### What to do
Set down, without alteration, the lines from the one that contains "Would you kindly put a point on the packed" through the final line of the material below.

### Entries taken from a collection
━━━━

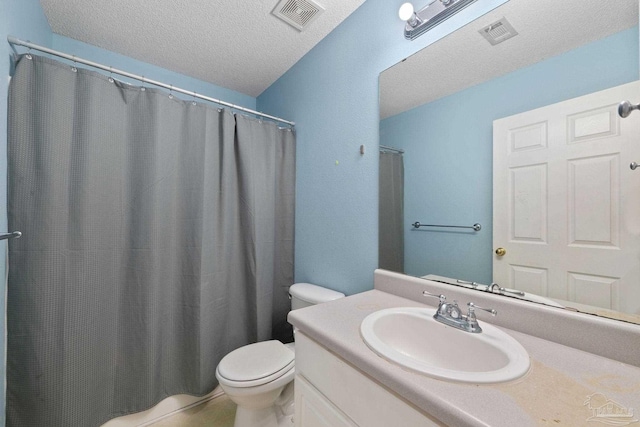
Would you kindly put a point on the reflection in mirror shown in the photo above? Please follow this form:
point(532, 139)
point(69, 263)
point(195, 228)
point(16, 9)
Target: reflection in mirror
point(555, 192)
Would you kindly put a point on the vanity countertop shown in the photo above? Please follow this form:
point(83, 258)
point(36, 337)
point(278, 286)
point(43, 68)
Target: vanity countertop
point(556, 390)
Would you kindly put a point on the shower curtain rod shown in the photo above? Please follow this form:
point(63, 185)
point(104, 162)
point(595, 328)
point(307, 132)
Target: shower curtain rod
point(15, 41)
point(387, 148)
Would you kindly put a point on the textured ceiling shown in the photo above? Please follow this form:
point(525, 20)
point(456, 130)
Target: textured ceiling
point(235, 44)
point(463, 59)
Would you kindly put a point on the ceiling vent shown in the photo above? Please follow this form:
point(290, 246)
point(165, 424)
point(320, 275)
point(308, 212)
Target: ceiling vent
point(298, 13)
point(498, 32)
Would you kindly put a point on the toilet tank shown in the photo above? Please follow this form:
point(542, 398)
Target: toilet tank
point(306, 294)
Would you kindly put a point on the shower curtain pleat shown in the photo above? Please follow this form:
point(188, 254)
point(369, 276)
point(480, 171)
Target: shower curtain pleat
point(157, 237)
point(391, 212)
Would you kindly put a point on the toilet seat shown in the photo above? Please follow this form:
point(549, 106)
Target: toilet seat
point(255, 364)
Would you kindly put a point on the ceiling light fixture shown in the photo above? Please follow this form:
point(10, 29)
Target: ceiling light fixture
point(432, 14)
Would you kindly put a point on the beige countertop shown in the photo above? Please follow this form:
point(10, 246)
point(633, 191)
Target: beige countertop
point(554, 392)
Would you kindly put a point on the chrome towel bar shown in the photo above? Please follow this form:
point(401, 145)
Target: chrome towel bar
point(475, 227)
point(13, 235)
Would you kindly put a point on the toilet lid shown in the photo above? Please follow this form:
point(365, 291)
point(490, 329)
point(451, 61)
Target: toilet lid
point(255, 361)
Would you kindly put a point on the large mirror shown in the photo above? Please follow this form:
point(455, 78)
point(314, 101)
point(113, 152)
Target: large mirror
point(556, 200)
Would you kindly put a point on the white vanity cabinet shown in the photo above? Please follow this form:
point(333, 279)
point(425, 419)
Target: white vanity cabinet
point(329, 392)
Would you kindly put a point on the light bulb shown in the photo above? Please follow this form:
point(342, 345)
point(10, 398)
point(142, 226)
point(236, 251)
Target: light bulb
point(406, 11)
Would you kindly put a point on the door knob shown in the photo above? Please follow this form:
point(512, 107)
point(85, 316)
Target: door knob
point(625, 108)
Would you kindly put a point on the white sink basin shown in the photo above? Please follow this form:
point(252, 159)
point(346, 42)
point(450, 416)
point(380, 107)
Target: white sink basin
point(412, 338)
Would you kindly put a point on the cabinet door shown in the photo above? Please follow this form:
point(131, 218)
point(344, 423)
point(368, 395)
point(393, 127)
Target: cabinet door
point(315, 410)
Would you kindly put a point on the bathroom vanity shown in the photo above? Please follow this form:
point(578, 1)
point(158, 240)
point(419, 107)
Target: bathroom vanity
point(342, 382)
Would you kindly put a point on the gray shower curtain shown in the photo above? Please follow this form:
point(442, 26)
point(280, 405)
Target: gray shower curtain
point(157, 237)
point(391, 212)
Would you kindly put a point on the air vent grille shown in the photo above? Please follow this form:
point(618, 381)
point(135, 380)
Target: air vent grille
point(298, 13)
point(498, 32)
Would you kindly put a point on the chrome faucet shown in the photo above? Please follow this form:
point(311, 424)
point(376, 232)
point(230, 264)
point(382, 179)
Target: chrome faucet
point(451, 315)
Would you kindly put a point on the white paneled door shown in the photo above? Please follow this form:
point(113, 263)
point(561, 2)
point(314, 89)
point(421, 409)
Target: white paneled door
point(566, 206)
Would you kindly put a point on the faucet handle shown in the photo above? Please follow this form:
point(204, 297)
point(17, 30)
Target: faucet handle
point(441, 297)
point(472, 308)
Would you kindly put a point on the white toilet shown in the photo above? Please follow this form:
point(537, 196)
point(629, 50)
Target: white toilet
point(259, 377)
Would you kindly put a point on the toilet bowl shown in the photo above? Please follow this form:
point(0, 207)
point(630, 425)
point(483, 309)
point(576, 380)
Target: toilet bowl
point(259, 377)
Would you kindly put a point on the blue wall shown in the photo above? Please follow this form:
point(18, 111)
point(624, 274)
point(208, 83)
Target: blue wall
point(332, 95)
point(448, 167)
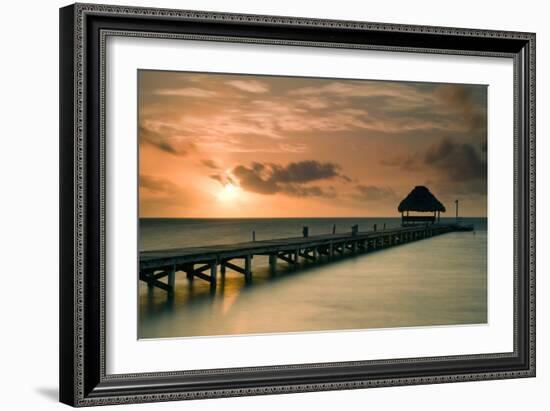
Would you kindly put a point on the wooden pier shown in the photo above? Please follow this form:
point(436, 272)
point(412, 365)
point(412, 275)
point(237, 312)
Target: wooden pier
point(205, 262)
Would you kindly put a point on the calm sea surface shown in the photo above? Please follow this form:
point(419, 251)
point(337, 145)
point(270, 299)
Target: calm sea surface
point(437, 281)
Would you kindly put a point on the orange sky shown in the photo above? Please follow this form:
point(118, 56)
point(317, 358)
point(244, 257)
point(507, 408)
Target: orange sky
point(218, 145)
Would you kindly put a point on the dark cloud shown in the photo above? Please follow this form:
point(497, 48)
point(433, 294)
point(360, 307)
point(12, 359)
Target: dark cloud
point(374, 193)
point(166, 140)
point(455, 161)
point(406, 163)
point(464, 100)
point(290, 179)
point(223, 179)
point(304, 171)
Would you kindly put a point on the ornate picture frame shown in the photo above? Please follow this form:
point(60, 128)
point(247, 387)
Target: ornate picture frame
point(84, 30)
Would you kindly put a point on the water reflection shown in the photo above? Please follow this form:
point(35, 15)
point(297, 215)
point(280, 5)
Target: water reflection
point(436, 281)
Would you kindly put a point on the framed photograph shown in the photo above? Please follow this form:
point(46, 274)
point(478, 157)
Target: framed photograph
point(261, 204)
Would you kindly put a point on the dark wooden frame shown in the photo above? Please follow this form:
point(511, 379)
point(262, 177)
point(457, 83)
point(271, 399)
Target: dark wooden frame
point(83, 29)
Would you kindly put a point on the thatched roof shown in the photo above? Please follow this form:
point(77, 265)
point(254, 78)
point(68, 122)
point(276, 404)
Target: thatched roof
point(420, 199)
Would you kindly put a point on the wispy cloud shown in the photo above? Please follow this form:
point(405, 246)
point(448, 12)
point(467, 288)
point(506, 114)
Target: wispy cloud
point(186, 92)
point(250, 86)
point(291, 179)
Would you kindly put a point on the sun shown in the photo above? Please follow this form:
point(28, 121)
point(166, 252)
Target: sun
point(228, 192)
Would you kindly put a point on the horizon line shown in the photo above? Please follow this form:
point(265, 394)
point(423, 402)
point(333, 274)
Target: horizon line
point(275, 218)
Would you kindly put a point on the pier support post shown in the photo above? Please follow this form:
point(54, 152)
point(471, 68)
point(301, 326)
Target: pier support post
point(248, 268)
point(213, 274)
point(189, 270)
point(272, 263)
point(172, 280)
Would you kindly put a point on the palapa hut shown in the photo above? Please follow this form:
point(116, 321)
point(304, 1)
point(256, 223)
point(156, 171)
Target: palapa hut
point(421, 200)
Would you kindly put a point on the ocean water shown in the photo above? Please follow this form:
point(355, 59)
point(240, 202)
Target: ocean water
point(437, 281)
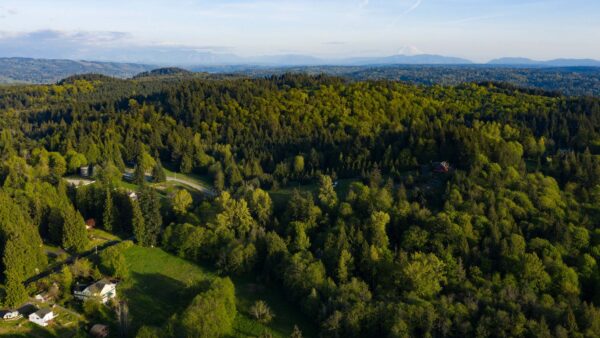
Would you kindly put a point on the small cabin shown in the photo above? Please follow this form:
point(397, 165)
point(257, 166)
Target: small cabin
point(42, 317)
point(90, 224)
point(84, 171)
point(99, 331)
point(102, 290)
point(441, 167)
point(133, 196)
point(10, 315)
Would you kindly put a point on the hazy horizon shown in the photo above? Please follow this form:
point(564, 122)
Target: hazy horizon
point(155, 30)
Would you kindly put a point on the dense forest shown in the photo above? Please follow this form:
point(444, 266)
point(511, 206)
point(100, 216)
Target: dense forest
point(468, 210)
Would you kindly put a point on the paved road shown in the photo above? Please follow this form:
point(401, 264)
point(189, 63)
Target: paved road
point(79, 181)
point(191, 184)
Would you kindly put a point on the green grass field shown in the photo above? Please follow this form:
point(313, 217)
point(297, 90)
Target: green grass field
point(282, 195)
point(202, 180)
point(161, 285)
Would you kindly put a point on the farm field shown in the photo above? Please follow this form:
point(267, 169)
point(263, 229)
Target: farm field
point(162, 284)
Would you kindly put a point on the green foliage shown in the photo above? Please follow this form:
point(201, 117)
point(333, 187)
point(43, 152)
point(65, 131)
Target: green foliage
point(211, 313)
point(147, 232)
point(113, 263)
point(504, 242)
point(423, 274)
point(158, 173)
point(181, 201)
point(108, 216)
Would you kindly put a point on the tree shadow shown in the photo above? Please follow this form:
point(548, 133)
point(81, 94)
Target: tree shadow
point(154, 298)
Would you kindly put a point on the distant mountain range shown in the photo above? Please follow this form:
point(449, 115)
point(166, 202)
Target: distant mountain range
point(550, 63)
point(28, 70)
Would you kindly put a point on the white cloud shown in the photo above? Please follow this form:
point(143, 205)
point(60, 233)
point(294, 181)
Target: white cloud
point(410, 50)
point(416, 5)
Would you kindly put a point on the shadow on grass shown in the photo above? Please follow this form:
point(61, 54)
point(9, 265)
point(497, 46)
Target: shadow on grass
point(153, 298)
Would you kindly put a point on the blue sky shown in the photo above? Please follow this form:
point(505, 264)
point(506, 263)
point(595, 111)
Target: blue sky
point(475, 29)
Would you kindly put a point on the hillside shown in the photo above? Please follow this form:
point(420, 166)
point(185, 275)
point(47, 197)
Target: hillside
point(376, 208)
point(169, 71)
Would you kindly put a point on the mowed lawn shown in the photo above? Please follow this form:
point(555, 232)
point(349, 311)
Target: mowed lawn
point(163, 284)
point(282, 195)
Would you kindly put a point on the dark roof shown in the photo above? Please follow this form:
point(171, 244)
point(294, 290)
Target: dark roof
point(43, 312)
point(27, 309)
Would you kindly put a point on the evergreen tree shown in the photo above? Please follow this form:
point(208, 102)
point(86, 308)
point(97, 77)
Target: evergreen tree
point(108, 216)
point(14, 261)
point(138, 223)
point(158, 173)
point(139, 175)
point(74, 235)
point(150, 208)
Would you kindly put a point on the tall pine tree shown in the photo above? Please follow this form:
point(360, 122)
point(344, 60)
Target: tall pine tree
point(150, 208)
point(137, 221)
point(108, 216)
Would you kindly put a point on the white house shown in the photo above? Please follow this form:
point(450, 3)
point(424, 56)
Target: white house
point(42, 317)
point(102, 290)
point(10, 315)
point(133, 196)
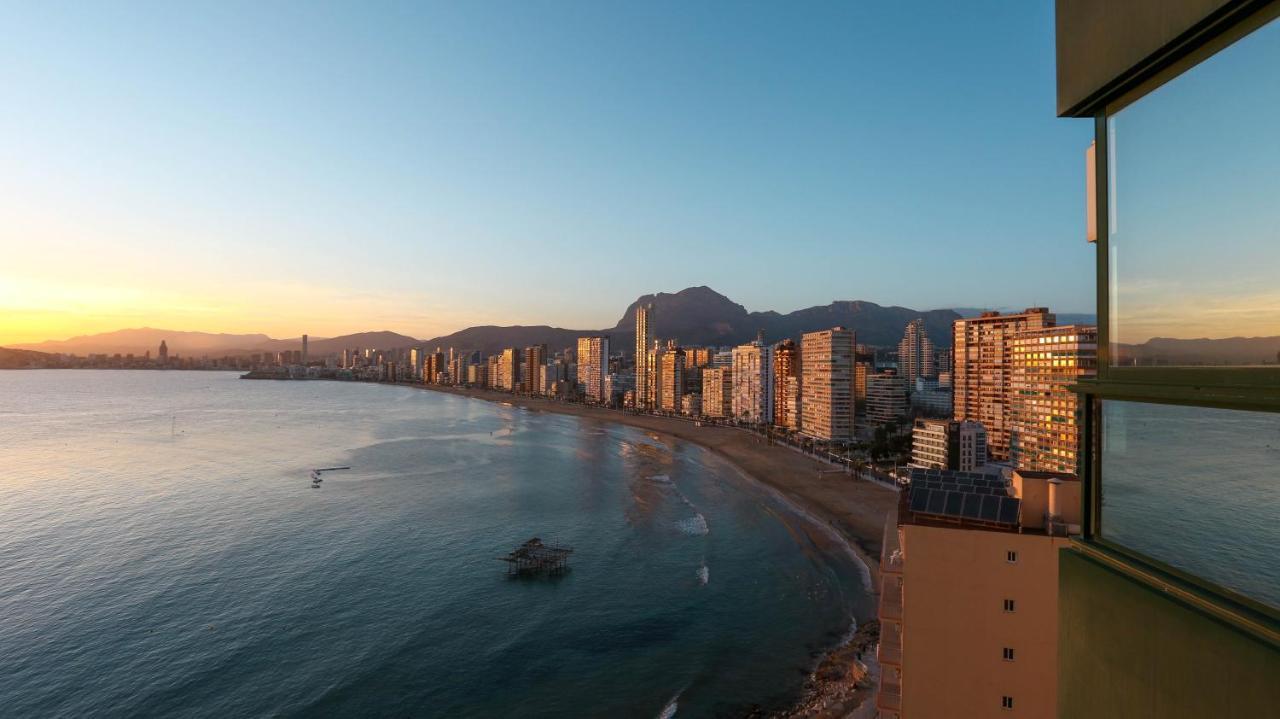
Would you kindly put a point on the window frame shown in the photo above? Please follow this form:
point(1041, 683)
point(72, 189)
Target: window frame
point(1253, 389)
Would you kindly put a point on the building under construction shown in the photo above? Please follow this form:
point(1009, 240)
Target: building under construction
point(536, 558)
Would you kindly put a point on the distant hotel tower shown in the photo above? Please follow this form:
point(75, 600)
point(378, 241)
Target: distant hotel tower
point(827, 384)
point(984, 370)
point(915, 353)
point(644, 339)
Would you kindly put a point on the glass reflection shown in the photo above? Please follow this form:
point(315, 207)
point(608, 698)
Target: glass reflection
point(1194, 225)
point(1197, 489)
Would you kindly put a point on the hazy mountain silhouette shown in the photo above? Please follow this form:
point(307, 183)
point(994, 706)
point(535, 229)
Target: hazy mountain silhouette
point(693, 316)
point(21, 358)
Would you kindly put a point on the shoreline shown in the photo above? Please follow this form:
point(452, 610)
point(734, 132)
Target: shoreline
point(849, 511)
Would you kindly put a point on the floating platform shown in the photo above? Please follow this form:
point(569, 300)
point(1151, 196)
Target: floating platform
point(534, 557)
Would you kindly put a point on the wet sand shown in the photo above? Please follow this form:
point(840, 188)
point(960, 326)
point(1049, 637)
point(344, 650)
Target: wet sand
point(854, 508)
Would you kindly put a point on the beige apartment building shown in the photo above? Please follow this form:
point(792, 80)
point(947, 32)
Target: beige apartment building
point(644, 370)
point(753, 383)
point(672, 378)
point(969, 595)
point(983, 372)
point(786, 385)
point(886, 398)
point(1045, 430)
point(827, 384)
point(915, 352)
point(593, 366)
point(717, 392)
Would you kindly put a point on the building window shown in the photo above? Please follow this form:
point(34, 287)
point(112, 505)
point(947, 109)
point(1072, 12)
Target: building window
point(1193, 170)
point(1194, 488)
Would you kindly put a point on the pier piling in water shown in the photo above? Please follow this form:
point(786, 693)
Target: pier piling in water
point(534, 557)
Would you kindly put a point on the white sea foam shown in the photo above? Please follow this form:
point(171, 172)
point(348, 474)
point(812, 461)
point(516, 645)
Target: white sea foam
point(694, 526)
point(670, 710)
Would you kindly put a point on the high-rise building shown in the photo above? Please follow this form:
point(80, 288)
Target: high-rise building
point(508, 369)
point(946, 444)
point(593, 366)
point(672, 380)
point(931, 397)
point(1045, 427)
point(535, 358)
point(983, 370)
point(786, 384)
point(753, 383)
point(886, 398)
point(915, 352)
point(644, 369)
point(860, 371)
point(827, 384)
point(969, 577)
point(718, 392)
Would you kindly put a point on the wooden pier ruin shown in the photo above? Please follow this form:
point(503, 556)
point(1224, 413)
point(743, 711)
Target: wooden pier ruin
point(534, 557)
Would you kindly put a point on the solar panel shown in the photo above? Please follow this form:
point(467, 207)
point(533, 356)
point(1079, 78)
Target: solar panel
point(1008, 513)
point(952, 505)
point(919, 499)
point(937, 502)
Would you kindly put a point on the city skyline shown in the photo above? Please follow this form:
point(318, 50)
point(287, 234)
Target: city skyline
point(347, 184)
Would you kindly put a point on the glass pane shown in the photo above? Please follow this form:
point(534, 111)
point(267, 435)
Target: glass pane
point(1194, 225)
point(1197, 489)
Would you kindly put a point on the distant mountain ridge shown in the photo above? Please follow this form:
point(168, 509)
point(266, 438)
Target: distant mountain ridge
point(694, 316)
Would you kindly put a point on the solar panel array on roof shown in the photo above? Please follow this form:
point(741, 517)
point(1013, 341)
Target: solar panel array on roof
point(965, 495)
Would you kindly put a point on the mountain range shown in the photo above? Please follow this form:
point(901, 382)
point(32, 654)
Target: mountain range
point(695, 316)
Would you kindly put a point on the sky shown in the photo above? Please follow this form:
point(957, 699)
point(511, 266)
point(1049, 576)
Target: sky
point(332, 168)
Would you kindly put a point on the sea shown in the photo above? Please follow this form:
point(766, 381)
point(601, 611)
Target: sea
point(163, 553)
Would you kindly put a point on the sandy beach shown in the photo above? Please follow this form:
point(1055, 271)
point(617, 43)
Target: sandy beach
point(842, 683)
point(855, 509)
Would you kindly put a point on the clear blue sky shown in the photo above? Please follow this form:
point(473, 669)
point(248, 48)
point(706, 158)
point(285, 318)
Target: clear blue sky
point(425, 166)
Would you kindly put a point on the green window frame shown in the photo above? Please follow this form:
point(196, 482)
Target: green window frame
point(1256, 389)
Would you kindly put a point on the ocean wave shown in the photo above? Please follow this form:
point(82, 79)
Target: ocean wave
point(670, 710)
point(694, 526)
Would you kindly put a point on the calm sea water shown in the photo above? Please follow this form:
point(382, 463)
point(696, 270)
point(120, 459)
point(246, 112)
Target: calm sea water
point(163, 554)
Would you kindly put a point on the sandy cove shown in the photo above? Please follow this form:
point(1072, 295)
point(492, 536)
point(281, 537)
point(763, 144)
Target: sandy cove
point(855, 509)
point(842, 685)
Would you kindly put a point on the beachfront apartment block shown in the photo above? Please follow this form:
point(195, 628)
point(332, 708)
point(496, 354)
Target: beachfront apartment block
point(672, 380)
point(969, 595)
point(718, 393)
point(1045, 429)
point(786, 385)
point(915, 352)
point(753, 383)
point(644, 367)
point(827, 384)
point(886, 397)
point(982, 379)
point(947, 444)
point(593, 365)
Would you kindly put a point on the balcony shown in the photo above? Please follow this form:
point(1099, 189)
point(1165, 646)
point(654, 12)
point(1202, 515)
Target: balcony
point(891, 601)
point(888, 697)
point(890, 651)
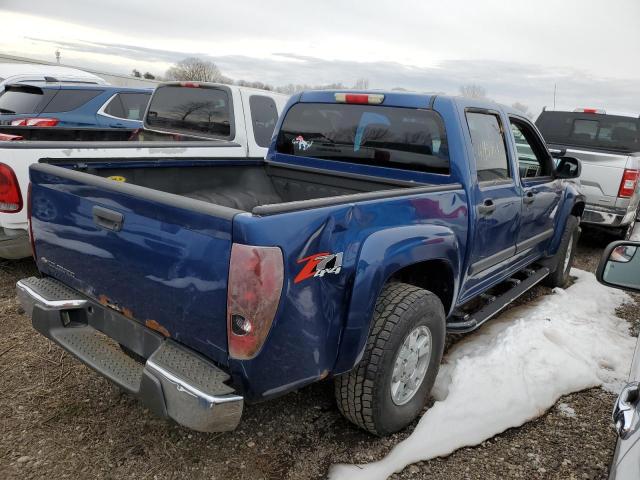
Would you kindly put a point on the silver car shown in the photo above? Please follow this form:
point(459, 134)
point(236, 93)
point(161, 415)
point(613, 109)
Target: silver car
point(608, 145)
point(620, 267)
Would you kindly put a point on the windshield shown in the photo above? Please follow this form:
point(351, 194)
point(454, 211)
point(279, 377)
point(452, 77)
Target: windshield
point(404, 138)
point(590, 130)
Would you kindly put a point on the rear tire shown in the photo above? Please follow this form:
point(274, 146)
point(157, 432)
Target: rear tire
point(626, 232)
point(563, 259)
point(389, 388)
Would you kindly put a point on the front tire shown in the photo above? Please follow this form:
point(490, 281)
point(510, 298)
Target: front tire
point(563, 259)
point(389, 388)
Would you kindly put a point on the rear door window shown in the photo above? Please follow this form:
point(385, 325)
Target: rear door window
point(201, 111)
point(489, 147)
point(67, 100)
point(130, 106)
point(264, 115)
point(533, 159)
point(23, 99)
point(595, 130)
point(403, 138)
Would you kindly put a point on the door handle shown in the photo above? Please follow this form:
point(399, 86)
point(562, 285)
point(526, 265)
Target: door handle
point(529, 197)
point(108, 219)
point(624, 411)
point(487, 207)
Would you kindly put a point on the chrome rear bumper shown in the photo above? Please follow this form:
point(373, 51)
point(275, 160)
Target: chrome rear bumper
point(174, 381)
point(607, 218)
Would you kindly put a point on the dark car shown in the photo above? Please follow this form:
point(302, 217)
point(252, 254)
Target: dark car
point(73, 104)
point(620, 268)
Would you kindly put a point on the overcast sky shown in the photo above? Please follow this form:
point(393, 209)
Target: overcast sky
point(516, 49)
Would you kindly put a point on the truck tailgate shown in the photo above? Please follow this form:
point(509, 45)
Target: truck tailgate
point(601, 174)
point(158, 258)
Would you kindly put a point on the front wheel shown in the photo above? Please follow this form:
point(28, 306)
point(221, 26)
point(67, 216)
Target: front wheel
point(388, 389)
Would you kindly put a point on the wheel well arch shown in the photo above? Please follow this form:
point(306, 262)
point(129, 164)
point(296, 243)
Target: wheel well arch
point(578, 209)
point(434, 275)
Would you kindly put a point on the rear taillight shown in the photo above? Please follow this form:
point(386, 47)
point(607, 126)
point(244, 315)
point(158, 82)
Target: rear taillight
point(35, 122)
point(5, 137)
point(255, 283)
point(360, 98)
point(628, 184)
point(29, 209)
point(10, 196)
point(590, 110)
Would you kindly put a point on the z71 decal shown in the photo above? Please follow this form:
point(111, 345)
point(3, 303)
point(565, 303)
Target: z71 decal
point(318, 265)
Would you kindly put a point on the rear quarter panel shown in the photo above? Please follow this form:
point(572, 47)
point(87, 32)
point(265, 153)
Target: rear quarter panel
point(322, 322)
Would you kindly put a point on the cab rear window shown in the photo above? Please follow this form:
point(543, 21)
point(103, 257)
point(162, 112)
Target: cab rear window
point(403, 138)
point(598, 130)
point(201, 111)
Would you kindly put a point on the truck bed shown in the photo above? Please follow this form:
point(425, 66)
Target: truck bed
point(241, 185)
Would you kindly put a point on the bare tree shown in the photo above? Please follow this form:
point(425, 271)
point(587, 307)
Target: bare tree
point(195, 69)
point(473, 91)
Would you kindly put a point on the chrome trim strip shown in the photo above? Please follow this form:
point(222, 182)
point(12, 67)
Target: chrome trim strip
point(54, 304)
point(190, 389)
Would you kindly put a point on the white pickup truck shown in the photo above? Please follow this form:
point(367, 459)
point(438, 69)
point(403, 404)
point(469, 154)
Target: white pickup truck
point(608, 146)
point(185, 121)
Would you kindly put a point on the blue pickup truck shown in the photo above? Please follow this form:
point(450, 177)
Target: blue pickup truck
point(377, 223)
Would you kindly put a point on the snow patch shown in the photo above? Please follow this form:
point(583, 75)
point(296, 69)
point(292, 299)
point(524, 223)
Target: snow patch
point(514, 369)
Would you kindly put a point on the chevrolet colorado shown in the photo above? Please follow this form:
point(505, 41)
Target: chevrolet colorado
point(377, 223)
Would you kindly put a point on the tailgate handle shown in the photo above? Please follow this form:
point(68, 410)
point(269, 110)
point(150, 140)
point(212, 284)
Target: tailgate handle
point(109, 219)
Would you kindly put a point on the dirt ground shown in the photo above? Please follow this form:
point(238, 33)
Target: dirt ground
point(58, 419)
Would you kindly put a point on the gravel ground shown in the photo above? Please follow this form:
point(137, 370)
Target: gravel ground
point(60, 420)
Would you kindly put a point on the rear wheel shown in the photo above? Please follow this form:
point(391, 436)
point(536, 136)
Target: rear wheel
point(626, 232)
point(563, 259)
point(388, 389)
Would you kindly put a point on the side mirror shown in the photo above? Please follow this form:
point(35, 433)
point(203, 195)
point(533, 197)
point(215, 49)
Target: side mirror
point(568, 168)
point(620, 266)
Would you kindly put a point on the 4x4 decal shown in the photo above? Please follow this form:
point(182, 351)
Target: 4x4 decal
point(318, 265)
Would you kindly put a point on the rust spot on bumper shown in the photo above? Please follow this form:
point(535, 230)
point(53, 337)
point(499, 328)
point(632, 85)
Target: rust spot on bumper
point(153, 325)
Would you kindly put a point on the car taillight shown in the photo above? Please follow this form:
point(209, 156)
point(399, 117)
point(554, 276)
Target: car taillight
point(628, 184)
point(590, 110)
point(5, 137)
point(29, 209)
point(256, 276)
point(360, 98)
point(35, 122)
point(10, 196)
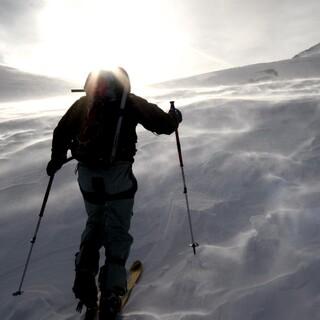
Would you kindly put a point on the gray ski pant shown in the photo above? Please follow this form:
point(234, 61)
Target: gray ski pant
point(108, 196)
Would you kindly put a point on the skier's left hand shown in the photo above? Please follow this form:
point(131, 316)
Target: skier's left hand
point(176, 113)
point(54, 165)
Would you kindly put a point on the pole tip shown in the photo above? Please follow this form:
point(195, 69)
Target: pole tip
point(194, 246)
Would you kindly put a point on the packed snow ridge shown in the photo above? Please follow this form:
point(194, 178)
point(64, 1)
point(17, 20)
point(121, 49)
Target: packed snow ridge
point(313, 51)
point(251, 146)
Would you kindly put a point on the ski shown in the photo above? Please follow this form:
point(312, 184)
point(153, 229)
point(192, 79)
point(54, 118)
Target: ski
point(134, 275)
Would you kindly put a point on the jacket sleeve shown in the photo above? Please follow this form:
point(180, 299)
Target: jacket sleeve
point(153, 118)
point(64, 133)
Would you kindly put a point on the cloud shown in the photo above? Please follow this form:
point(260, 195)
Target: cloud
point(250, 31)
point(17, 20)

━━━━

### Correct answer
Would you kindly put a point on the packed snow ridge shown in the photo above? Please follow this form:
point(194, 178)
point(64, 1)
point(17, 20)
point(121, 49)
Target: packed snow ridge
point(313, 51)
point(251, 146)
Would you kindly put a point on the ski shown in the photo above? Please follow this form:
point(312, 184)
point(153, 229)
point(192, 79)
point(54, 118)
Target: ski
point(134, 275)
Would you kindly put a point on the jacket sleeve shown in the photo above? Please follow this form:
point(180, 299)
Target: jacket sleeve
point(153, 118)
point(64, 133)
Would you kindly put a point on the cloud shown in the photo above? Please follow this form:
point(260, 195)
Target: cloud
point(250, 31)
point(17, 20)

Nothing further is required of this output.